Exercise requirements
Reproduce the records from the line with "For the benchmark, provide one point per instance of the blue" up to and including the last line, requests included, scaling every coordinate in the answers by 0.2 and rounding each to a whole number, with halves rounded up. Leave the numbers in the requests and their format samples unchanged.

Source data

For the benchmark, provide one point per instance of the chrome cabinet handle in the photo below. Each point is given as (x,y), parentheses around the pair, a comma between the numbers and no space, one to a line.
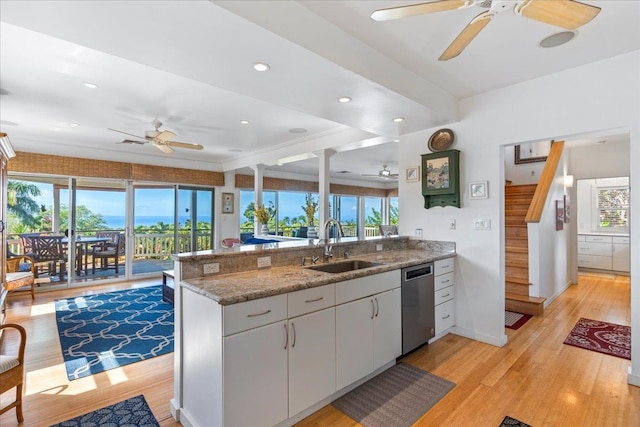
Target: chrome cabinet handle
(259,314)
(286,334)
(293,327)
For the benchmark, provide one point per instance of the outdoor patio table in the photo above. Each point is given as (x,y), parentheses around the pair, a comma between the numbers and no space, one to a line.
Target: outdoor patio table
(82,245)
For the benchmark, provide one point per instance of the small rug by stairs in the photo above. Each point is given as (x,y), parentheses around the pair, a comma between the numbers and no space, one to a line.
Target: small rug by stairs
(397,397)
(128,413)
(511,422)
(513,320)
(603,337)
(105,331)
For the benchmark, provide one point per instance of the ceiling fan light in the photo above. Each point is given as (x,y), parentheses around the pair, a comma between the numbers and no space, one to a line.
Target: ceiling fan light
(557,39)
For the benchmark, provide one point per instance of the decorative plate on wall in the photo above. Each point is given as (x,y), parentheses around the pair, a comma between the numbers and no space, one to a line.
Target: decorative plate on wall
(440,140)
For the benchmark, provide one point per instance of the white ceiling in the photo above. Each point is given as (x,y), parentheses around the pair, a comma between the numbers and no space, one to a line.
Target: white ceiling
(189,64)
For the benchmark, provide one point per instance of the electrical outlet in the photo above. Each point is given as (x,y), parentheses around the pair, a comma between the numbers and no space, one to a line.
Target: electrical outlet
(264,261)
(212,268)
(482,224)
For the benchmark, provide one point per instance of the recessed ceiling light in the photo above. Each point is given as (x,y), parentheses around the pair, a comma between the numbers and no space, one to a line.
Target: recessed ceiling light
(557,39)
(261,66)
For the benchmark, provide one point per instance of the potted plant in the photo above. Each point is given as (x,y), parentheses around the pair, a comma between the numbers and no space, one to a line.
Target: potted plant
(264,214)
(310,208)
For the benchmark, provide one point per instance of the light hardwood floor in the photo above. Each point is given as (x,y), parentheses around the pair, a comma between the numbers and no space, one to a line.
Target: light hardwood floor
(534,378)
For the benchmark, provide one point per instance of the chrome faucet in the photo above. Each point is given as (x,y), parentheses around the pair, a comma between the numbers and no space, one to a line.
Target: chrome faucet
(328,249)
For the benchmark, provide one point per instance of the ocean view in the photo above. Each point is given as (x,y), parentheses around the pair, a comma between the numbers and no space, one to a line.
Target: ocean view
(117,222)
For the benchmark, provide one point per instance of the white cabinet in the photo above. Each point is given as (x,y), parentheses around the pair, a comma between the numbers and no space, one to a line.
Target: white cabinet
(369,329)
(603,252)
(621,256)
(444,298)
(255,374)
(312,361)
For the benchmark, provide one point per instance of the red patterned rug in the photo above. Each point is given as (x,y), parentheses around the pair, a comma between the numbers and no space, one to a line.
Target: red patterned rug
(603,337)
(513,320)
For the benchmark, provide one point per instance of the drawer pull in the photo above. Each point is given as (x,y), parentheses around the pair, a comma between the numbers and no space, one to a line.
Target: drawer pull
(259,314)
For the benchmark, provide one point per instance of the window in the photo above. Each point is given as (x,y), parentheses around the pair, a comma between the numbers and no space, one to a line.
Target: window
(613,209)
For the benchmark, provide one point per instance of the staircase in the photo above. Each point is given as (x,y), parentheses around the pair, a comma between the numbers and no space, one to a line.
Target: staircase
(517,201)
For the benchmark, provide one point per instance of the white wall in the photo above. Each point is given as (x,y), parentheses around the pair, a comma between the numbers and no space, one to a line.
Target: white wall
(553,107)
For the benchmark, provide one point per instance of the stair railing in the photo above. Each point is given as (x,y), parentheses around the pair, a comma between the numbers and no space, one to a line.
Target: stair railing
(544,184)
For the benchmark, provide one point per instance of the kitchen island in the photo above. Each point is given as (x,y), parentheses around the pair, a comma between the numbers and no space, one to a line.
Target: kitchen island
(271,345)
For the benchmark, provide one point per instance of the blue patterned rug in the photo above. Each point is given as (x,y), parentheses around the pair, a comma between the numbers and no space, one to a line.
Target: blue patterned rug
(130,412)
(105,331)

Full response
For the benchmark, provide one point per instance of the blue patterned rug in the photo above. Each point is given as (x,y), parentheses around the pair, a comma between the numbers and no space, one to a line.
Target: blue patterned rug
(26,82)
(21,66)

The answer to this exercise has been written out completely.